The examples I compiled for you are simply asking to add one piece. The first two are not difficult, right? Of course, it's always an aid when one or even both kings are in check. This is similar to the colouring problems. Didn't I also write about them?

  1Andrej Frolkin  
PDB Website 03/2011
[4k3/3P4/8/7B/8/8/8/8]
  Add one piece!(2+1)  

  2Andrej Frolkin  
PDB Website 03/2011
[6r1/8/8/4k3/8/8/7B/B5K1]
  Add one piece!(3+2)  

In diagram 1, the white king is missing and the illegal double check can only be avoided if we add a wKg6. Similarly, in diagram 2, we need a piece on g3. This can only be a white rook, so that the check of the wBa1 is legal. The last move was Rc3xg3+, but we can't say what was captured. This was fairly easy. But I have more to show.

  3A. Jarosch  
Schachmatnaja komposizija 79,
2007
[8/1p1p4/8/1p6/p1p1p3/Rpp5/2K5/k7]
  Add one piece!(2+9)  

  4A. Jarosch  
Die Schwalbe 04/2007
 
[8/p1ppp3/4p3/4P3/3PP3/1K1P4/P1PPk3/1bn5]
Add one piece and resolve the position! (8+8)

Looking at the third problem, we see that the black pawns captured all missing white men, so we have to add a black piece. Obviously, this has to be on a2. We can't put a queen or a rook there, that would give an illegal check. The bishop from c8 never left this square and all black pawns are on the board. This leads to the conclusion that we have to add a black knight on a2.
Next one. In no. 4, we immediately see that the last move was b2xc1=N+, but we do not know (yet) what was captured. The bishop on b1 is a promoted piece. The black pawns captured seven times, as one came from g7. In order to accomplish this, the white pawns on d3, d4, e4 and e5 had to come from e2 to h2 and thus captured all missing eight black pieces. So, we know we have to add a white piece. The white pawn from b2 was captured right there by the black pawn that promoted into the bishop b1. After that there was only the last capture on c1. So, only the white bishop could be captured on c1. From this, we see that the white rook a1 never could leave, either wBc1 or bBb1 blocked it.
In short: Add wRa1. Last move was b2xLc1=S+. Before, the moves b3-b2 (this is the pawn from b7), b2-b1=B and bPc3xwPb2 were played (exactly in that order, but maybe with intermediate moves).

This fourth one was already a little bit tricky, but not too difficult. In the last one, no king is in check.

  5Alain Brobecker  
Jubilé TLG-50 2010
1st Commendation
[8/1p5p/6pP/p4pPP/1k4pP/7p/KPP3P1/8]
  Add one piece!(8+8)

» **Exercise 1**: According to the chess problems article, what piece must be added in diagram 1 to avoid the illegal double check?
» **Exercise 2**: Write out the passage of the chess problems article starting with "Looking at the" and going on through "knight on a2.".
These records were drawn from a separate source.

Records taken from a collection

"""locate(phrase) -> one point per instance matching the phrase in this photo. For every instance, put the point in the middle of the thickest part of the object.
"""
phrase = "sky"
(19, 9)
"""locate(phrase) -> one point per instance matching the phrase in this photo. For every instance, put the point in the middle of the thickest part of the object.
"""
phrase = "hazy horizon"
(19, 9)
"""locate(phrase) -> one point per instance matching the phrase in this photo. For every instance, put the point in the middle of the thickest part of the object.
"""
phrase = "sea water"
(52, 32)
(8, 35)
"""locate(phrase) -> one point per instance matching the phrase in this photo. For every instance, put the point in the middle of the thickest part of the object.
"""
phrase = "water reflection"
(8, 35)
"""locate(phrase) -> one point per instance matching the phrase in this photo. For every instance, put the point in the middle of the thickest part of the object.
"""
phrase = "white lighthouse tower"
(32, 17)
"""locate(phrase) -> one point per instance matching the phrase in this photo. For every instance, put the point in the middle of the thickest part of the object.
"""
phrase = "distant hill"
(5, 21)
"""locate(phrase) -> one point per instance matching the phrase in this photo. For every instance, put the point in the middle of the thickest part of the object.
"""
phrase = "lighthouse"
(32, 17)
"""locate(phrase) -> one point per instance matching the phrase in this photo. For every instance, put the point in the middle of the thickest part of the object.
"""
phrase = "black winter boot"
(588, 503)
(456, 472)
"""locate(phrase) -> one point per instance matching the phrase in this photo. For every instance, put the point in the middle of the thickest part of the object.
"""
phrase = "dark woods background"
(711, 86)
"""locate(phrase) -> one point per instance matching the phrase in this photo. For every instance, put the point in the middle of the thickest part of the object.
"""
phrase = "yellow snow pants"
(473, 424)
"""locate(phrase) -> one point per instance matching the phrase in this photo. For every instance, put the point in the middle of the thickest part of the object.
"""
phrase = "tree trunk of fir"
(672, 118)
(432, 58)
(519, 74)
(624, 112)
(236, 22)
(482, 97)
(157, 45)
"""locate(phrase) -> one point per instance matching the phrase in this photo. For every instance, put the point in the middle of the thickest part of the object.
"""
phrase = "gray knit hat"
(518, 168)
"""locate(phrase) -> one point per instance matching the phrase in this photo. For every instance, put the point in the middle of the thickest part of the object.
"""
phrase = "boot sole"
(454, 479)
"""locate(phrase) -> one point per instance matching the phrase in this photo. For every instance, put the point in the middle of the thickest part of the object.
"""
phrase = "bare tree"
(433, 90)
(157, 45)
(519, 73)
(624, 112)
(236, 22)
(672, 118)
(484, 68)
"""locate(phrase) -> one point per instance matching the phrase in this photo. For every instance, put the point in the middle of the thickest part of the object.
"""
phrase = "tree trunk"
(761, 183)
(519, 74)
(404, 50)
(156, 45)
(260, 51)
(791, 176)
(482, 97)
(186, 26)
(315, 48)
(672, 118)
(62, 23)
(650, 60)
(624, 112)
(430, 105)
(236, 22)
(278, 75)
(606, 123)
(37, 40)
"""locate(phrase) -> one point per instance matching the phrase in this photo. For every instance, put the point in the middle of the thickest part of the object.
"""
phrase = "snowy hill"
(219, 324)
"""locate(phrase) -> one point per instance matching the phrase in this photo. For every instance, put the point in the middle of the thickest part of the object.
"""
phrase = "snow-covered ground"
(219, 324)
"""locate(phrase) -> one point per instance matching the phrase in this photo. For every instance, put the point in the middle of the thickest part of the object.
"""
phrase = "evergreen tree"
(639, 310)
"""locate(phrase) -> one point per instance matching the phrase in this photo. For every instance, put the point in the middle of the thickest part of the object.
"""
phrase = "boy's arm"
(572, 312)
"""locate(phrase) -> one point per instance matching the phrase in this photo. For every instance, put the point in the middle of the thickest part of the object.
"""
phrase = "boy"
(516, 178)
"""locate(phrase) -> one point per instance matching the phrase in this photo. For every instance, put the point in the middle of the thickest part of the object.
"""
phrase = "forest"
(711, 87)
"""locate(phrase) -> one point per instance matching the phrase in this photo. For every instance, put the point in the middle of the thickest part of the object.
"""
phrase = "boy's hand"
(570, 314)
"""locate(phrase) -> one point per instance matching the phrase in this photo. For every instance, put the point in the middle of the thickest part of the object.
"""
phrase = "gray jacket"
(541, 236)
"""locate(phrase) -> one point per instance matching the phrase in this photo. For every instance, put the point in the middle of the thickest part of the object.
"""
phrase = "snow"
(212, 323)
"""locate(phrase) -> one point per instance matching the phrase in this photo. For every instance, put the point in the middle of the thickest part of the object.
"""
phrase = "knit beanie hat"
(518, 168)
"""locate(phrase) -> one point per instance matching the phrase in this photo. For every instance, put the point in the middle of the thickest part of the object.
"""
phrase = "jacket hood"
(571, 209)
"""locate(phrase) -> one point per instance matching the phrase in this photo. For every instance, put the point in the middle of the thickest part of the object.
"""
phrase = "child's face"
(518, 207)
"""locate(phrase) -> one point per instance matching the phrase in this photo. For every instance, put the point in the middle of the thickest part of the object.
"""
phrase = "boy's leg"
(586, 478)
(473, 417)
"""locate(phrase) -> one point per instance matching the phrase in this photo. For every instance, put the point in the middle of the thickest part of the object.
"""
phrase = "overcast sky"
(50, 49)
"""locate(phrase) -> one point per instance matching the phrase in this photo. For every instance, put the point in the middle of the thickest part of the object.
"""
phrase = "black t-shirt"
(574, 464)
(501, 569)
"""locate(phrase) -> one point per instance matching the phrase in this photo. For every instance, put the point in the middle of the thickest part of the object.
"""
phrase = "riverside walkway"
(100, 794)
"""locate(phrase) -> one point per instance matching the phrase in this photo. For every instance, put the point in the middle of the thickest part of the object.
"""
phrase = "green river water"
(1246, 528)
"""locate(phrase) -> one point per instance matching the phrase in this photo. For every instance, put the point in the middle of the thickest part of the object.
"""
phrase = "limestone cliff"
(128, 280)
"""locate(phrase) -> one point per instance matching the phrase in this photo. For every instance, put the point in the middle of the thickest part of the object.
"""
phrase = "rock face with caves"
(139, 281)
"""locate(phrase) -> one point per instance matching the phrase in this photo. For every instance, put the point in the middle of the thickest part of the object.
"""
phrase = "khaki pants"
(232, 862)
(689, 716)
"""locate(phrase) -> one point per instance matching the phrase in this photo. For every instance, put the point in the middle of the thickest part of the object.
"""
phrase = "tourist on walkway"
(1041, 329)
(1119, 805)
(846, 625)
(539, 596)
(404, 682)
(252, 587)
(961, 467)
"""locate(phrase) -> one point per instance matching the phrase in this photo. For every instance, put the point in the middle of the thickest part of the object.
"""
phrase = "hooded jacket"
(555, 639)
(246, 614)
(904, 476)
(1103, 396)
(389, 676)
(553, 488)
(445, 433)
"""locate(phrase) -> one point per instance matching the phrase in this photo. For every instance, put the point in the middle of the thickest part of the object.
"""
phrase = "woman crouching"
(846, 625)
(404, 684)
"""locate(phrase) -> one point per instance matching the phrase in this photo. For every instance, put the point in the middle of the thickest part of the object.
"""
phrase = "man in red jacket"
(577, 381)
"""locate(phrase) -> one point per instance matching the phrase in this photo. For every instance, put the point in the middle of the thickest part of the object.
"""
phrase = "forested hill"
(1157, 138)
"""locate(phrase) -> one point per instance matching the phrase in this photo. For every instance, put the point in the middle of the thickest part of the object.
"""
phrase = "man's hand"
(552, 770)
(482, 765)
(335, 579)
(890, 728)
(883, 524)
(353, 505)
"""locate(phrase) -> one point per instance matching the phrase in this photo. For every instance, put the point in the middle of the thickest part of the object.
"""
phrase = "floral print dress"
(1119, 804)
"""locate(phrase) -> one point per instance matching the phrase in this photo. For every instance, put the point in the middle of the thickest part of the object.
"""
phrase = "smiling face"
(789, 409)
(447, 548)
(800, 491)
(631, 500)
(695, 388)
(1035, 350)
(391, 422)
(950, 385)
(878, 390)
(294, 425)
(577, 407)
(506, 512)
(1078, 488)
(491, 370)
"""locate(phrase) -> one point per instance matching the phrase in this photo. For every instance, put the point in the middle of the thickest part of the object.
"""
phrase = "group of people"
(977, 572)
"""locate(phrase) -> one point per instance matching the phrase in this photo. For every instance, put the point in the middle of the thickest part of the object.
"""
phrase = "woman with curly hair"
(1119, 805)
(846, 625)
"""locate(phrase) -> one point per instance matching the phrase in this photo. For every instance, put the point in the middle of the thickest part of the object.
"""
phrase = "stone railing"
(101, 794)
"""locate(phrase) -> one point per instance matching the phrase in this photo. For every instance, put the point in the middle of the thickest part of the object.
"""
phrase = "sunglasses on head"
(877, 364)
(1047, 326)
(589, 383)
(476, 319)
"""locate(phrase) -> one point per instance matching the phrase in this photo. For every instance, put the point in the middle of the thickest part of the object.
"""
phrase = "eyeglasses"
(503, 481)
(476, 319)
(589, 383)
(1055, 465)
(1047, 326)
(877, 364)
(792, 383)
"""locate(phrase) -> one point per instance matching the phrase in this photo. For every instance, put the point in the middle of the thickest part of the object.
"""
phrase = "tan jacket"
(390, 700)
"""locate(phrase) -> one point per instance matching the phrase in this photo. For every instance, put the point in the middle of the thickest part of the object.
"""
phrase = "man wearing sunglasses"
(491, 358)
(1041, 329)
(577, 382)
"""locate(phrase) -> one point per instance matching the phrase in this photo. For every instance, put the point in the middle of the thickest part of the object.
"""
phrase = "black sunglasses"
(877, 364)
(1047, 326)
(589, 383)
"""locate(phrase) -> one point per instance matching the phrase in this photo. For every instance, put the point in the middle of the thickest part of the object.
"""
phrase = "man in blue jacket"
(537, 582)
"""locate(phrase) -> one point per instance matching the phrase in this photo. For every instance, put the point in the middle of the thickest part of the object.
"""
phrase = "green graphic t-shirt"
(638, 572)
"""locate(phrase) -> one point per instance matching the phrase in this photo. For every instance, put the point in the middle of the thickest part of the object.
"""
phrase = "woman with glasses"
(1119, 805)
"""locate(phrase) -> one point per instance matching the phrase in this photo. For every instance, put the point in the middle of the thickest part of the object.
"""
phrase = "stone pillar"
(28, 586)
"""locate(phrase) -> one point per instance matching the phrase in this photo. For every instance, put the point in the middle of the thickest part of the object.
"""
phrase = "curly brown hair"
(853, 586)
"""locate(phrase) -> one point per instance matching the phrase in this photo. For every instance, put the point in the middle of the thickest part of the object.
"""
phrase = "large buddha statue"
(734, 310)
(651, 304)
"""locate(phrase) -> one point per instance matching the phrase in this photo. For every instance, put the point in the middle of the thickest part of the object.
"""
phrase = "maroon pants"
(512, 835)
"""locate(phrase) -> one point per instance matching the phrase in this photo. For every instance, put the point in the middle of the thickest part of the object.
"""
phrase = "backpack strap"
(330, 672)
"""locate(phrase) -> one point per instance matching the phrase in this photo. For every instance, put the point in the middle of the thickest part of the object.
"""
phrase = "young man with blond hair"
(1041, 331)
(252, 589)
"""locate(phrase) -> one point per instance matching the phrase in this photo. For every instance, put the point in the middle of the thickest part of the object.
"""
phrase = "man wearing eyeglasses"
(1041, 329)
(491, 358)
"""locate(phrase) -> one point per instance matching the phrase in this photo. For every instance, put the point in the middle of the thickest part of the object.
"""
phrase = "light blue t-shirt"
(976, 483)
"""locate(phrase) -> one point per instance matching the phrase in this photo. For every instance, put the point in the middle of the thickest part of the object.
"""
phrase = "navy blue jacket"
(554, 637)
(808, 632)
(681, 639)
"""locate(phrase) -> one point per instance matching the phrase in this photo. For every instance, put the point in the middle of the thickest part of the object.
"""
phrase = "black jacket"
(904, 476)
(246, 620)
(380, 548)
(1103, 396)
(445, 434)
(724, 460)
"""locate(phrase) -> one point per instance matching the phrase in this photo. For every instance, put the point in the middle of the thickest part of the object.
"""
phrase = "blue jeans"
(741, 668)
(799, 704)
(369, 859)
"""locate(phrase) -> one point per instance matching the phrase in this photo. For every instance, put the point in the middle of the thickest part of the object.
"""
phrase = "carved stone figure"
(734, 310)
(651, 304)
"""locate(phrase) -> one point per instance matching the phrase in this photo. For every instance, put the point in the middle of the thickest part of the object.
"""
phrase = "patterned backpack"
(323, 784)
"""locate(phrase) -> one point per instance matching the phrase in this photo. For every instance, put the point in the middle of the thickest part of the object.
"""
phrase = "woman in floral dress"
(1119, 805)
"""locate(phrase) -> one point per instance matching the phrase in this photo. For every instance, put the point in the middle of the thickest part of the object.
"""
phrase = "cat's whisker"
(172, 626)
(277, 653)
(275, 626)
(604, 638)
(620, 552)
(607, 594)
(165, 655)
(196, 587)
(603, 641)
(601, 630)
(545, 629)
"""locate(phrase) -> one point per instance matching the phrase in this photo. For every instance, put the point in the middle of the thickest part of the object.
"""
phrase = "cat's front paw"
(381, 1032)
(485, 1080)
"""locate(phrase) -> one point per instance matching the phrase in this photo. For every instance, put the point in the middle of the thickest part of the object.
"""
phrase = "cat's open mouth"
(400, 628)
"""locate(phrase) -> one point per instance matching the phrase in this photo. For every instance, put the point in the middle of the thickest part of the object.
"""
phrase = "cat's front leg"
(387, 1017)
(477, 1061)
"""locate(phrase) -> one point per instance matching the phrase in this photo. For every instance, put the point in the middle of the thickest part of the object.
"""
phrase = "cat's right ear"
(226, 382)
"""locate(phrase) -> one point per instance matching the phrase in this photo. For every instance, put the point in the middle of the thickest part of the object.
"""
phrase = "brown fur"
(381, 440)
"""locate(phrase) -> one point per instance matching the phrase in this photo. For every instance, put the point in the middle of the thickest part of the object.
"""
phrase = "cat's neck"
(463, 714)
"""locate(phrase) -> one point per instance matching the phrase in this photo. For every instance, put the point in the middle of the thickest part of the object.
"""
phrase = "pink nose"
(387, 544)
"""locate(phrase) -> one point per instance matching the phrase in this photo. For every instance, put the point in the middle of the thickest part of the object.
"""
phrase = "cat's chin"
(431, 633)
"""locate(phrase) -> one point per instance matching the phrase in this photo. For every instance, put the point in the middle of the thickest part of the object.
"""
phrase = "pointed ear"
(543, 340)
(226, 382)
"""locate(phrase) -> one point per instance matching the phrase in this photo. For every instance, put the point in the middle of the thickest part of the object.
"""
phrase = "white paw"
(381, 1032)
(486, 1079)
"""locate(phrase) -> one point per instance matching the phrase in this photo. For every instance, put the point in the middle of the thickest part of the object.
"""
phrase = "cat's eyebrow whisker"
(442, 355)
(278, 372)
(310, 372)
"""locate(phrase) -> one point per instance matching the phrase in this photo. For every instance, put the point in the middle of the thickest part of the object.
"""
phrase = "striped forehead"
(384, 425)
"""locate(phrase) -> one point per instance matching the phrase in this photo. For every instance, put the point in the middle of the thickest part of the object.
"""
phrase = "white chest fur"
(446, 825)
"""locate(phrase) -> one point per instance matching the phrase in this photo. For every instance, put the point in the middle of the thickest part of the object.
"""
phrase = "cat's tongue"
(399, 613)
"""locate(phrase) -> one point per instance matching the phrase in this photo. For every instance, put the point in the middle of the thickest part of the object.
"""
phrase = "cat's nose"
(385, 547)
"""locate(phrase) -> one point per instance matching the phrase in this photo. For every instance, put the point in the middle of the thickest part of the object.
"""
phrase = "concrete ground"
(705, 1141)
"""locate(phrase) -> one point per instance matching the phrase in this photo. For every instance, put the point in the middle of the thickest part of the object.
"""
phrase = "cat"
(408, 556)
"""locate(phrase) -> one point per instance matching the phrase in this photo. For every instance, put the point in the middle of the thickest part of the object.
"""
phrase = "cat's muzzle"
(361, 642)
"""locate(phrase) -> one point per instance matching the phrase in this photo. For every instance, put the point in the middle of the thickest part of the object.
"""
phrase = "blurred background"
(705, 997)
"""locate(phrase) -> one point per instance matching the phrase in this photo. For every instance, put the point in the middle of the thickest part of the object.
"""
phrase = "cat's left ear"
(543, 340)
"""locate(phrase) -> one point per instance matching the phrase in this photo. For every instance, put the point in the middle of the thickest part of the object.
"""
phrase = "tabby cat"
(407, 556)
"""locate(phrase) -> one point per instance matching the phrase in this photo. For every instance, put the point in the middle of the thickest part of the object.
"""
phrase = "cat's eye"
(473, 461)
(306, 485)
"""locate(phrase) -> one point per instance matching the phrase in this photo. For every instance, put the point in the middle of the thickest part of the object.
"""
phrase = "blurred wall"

» **Task output 1**: A white king on g6.

» **Task output 2**:
Looking at the third problem, we see that the black pawns captured all missing white men, so we have to add a black piece. Obviously, this has to be on a2. We can't put a queen or a rook there, that would give an illegal check. The bishop from c8 never left this square and all black pawns are on the board. This leads to the conclusion that we have to add a black knight on a2.